# Z87 vs. Z97



## Lugior (29. August 2014)

Moin,

wie groß ist eigentlich der Unterschied zwischen den beiden Chipsätzen? Die neuen Haswell-Refresh CPUs laufen ja auch mit dem Z87 Chip.
Gibt es einen guten Grund von Z87 auf Z97 zu welchseln?


----------



## Threshold (29. August 2014)

Du brauchst ein Bios Update wenn du ein Haswell refresh in einen alten Chipsatz Board einbauen willst.
Da der Rechner mit der neuen CPU aber nicht startet brauchst du eine alte CPU um das Board mit dem alten Chipsatz zu flashen. Also sehr umständlich.
Daher immer den neuen Chipsatz kaufen wenn du auch die neueste CPU kaufst.


----------



## belle (29. August 2014)

» **Datensätze**:

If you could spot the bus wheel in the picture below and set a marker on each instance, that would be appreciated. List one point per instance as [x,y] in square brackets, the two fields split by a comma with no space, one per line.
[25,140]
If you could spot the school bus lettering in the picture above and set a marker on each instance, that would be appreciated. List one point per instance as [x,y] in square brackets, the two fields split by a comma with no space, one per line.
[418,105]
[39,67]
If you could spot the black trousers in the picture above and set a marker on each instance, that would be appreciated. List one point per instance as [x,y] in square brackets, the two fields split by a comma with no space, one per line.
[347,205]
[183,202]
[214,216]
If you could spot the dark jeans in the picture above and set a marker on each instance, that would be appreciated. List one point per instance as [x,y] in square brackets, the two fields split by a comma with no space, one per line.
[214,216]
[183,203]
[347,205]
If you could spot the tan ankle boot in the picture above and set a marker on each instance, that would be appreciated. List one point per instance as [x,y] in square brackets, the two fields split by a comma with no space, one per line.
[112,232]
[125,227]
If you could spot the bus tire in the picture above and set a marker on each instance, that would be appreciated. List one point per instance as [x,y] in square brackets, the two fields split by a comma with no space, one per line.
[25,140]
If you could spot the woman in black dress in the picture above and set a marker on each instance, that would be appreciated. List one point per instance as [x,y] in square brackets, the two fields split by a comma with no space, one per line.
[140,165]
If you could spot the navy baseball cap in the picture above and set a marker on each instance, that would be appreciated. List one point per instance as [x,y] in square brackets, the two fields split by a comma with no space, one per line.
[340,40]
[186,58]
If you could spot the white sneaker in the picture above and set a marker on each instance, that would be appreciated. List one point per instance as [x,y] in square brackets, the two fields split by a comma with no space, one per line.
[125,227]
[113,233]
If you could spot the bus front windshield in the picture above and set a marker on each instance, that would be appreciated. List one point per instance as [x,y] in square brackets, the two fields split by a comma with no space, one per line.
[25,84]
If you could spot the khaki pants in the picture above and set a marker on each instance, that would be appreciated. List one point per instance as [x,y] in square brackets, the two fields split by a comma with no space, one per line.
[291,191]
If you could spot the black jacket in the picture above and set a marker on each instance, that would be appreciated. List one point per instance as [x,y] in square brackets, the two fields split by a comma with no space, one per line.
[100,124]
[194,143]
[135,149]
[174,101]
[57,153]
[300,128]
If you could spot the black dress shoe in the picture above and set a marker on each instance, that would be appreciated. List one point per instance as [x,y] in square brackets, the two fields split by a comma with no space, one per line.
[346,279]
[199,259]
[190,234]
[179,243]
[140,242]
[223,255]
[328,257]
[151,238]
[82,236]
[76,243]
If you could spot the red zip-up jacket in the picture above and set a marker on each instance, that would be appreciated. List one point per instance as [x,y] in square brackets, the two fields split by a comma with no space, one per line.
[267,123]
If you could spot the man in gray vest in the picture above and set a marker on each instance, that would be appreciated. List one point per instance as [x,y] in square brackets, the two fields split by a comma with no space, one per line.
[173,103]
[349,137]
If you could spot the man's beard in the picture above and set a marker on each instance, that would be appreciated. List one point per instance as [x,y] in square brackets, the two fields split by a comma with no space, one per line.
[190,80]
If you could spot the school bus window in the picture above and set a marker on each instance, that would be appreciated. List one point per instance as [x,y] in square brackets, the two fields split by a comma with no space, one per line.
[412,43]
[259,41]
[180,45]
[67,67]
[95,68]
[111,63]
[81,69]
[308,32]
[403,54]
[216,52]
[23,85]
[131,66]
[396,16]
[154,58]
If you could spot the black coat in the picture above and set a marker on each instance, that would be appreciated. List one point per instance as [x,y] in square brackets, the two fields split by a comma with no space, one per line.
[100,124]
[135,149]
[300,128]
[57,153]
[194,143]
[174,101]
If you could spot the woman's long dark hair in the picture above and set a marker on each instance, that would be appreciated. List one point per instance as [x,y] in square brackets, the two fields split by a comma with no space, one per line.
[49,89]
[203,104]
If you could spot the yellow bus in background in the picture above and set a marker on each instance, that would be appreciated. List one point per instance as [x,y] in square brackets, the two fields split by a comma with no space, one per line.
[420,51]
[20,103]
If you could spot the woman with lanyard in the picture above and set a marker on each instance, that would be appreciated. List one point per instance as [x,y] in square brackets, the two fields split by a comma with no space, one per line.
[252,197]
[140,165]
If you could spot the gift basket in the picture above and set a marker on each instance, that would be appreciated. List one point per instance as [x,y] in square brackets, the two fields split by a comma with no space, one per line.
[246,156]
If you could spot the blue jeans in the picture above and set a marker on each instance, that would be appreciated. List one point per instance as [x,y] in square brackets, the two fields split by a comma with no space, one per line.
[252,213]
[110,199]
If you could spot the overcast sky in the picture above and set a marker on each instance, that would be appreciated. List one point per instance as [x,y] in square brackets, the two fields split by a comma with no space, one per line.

» **AUFGABEN**:
1 - Beantworte anhand des Threads über die Chipsätze Z87 und Z97 die folgenden Fragen:
(a) Mit welchem Chip laufen laut Lugior auch die neuen Haswell-Refresh-CPUs?
(b) Was ist laut Threshold nötig, um eine Haswell-Refresh-CPU in ein Board mit altem Chipsatz einzubauen?
(c) Welchen Chipsatz soll man laut Threshold kaufen, wenn man auch die neueste CPU kauft?
2 - Gib bitte aus dem Thread über die Chipsätze Z87 und Z97 den Abschnitt wortgetreu wieder, der mit den Worten „## Lugior (29.“ beginnt und mit „dem Z87 Chip.“ endet.

» **LÖSUNGEN**:
1 -
(a) Mit dem Z87-Chip.
(b) Ein BIOS-Update.
(c) Immer den neuen Chipsatz.

2 -
## Lugior (29. August 2014)

Moin,

wie groß ist eigentlich der Unterschied zwischen den beiden Chipsätzen? Die neuen Haswell-Refresh CPUs laufen ja auch mit dem Z87 Chip.